Data records: Begin
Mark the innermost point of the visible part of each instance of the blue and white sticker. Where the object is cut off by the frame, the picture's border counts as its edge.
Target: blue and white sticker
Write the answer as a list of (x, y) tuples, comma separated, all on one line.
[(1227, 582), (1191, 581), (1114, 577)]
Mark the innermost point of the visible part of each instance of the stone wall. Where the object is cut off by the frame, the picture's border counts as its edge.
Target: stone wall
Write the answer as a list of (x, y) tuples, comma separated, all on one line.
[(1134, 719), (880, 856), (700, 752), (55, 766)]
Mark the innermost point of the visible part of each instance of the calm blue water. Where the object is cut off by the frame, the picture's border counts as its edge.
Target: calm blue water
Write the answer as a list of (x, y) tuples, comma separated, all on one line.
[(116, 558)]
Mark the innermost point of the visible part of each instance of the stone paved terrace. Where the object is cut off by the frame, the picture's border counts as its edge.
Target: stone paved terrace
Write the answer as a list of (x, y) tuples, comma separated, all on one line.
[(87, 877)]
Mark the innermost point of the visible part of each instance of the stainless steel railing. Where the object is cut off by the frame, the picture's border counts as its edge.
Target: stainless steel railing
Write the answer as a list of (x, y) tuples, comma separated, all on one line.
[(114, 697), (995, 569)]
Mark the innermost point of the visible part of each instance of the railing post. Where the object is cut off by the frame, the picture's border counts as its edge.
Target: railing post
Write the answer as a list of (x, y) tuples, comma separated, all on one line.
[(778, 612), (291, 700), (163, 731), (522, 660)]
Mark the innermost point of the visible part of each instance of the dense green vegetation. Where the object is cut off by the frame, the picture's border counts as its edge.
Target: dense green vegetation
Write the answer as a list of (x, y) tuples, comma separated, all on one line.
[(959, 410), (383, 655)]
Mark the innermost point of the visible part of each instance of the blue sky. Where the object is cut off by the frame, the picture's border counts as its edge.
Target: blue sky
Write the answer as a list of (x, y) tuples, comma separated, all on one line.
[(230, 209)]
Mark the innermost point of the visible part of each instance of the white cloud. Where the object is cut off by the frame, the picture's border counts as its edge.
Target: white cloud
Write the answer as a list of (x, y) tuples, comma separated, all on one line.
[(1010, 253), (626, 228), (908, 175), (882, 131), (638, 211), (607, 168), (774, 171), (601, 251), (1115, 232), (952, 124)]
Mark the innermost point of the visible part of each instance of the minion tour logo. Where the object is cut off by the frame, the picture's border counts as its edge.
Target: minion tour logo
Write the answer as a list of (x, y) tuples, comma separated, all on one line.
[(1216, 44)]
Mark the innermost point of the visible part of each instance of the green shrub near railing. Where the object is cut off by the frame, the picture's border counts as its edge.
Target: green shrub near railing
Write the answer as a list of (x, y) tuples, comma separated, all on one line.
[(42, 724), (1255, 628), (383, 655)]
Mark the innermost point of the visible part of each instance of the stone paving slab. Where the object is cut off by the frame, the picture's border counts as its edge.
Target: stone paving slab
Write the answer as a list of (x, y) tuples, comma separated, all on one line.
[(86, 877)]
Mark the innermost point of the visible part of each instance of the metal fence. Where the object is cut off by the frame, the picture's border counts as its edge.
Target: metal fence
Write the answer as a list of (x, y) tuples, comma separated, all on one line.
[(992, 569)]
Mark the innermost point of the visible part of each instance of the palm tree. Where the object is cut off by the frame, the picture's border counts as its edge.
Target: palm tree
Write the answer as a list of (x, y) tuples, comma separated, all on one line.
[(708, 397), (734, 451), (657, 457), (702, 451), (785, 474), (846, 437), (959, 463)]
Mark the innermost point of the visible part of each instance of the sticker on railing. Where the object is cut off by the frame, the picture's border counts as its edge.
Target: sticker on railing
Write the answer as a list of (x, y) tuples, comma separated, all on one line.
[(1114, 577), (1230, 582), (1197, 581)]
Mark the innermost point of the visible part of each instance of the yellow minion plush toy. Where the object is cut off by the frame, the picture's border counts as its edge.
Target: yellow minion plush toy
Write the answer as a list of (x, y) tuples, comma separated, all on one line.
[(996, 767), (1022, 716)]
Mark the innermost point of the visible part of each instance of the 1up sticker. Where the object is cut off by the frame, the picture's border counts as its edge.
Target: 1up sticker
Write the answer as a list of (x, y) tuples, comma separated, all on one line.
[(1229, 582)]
Data records: End
Copy each line of the listing in which the word "paved" can be found.

Mark the innermost point of the visible part of each instance of the stone paved terrace. Where the object is cut off by the frame, the picture's border counts as its edge.
Target: stone paved terrace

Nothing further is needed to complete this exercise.